- **ЧТО СДЕЛАТЬ**
**1)** На каком уровне, согласно отрывку о Венеции, расположены «колодцы» нижнего этажа тюрьмы?
**2)** Продолжите отрывок о Венеции и Казанове, начав сразу после его последнего предложения.

Нет, не так, и, верно, цитата, как всегда, переврана… Гондольер делает еле заметное движение веслом, и гондола послушно сворачивает в узкий, темный канал. На каменном мостике стоит парочка; они молчат, смотрят на воду. Почему-то я вспоминаю в эту минуту о великом венецианском авантюристе Джакомо Казанове, — он первый заставил меня полюбить Венецию, ее каналы, площади, дворцы. Образ Казановы будет меня преследовать в Венеции неустанно, — под колоннадой на площади Св. Марка, на пиацетте, даже в страшной каменной тюрьме дворца Дожей, откуда Казанова все же умудрился бежать. Некоторые главы «Мемуаров» Казановы и его страх Совета Десяти я понял, только побывав в этой «приджиони», в каменных «колодцах», в которых держали пленников Венецианской Республики. В «колодцах» нижнего этажа, расположенного на уровне канала, сырость и темнота ужасающие. По сравнению с этой тюрьмой Бастилия была, вероятно, уютным пансионом, — государственным преступникам разрешалось обставлять камеры собственной мебелью, пищу им доставляли рестораторы фобура Сэнт-Антуан и можно было принимать посетителей. Не то было в венецианской «приджиони».

- **ИЗВЛЕЧЁННЫЕ ЗАПИСИ**
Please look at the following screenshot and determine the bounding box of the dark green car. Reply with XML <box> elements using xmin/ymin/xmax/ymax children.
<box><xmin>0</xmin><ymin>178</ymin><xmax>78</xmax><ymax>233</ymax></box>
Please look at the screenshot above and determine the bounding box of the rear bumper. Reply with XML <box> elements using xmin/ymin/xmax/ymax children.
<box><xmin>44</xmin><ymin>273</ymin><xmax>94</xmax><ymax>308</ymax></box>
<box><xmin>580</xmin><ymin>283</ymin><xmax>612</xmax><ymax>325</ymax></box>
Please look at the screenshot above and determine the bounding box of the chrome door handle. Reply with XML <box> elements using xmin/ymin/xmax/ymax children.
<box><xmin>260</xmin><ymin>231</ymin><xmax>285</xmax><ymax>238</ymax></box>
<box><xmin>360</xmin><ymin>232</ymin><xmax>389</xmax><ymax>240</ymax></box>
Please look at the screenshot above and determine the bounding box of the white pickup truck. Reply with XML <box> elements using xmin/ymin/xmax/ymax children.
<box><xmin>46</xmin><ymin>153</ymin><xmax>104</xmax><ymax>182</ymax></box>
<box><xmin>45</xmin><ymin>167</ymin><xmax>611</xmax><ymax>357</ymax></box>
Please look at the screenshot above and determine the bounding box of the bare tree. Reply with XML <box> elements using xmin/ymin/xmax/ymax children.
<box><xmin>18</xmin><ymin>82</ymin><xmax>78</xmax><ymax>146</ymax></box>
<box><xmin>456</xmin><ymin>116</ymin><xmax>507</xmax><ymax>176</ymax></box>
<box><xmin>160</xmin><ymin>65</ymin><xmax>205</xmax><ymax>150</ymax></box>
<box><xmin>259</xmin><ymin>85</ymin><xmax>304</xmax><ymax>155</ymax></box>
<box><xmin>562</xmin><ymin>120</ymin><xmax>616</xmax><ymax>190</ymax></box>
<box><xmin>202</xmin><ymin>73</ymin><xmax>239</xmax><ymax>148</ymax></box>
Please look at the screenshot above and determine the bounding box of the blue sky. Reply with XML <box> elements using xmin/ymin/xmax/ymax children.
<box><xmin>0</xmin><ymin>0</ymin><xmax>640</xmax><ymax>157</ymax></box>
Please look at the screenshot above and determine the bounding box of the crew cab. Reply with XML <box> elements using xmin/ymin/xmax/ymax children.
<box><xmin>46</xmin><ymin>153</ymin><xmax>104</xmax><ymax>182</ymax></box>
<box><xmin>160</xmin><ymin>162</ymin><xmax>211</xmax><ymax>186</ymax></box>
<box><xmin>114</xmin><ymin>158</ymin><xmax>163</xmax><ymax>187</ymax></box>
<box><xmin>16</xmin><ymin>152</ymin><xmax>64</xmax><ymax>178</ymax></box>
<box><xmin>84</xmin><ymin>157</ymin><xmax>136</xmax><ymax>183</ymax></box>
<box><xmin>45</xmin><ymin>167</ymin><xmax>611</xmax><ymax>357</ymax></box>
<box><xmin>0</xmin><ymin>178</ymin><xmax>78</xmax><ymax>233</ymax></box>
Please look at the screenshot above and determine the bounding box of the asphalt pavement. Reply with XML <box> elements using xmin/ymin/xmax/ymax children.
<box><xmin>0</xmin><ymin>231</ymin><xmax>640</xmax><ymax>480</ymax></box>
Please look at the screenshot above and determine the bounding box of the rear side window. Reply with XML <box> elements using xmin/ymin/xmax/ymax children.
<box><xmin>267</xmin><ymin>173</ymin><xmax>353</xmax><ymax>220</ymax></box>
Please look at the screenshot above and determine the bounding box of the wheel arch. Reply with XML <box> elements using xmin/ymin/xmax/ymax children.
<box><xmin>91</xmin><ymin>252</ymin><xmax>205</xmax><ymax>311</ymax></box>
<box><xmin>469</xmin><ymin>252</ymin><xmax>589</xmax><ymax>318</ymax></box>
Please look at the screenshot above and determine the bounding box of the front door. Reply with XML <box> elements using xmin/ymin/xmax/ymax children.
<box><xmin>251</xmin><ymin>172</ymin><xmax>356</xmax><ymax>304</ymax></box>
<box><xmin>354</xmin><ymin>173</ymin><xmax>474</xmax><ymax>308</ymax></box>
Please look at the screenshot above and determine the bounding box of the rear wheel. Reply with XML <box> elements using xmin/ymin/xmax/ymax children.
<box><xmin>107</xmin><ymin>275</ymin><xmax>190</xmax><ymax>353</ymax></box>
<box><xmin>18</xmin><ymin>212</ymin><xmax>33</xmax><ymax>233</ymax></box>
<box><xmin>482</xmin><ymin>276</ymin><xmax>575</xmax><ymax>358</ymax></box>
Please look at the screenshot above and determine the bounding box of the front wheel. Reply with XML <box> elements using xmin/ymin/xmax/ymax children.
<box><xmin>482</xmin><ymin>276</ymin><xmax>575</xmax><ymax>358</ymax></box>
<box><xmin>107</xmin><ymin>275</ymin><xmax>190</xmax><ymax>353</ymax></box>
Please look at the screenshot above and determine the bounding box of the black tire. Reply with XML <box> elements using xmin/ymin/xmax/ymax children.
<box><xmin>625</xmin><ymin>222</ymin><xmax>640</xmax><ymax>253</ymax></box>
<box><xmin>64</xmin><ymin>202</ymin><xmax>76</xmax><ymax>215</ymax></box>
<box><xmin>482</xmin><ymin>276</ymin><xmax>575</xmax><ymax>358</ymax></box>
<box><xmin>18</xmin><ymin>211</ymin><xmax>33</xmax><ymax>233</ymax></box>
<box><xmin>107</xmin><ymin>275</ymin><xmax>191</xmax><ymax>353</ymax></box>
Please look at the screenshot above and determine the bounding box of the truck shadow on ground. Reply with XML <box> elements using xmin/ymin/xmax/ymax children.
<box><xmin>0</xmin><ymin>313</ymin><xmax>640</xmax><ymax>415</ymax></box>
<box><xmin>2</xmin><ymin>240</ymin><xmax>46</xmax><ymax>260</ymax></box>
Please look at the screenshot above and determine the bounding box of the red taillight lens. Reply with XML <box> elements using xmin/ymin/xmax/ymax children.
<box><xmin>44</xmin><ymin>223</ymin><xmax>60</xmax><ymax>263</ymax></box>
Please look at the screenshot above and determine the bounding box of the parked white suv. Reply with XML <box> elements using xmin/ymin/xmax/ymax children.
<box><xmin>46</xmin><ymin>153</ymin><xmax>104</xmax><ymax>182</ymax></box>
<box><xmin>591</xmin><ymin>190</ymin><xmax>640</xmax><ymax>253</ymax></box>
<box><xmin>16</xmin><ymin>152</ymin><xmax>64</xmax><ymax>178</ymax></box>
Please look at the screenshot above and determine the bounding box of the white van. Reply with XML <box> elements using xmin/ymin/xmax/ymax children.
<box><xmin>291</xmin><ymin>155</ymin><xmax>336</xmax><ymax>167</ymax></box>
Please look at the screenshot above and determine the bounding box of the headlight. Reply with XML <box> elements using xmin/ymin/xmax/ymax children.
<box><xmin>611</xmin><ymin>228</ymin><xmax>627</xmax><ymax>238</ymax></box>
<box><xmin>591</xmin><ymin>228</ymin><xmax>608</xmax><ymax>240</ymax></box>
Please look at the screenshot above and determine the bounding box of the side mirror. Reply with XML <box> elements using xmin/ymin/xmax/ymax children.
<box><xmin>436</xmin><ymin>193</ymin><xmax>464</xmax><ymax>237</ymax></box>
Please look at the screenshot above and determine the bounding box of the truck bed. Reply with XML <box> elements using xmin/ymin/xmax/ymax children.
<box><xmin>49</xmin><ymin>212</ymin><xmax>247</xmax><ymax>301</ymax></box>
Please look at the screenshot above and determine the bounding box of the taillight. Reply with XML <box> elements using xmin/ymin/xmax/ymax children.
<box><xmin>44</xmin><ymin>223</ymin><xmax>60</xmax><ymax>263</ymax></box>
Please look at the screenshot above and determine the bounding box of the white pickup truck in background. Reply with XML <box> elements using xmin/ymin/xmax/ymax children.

- **ОТВЕТЫ ПО ЗАДАНИЯМ**
**1)** На уровне канала.

**2)**
Гондола сделала большой круг и снова вышла на Каналэ Грандэ.
Откуда-то из темноты донеслась песнь, потом пение оборвалось и раздался женский смех. Жена, мечтавшая о серенадах, заволновалась:
— Почему наш гондольер не поет?
— Ты слышала его голос?
— Да. Голос пропойцы. Хриплый. Лучше пусть он молчит.
Гондольер наш и не собирался петь. Впрочем, серенаду мы всё же услышали. На вторую или третью ночь мы шли по набережной Скьявони и остановились на мостике, переброшенном через узкий канал. Перед нами был исторический Мост Вздохов, — названный так не в честь влюбленных, а потому, что через мост этот водили из соседней тюрьмы во Дворец Дожей государственных преступников. На одну какую-то секунду, через прорезы в каменных стенах моста видели они голубое небо и зеленую воду канала и, может быть, слышали веселые голоса праздничной толпы на набережной… Так вот, под этим Мостом Вздохов, стояли несколько гондол с фонариками. Мужской, очень красивый голос пел что-то о несчастных пленниках из «приджиони нуова», — певцу аплодировали люди в гондолах и те, что стояли на берегу.
Эта венецианская серенада была устроена компанией Кука для своих туристов.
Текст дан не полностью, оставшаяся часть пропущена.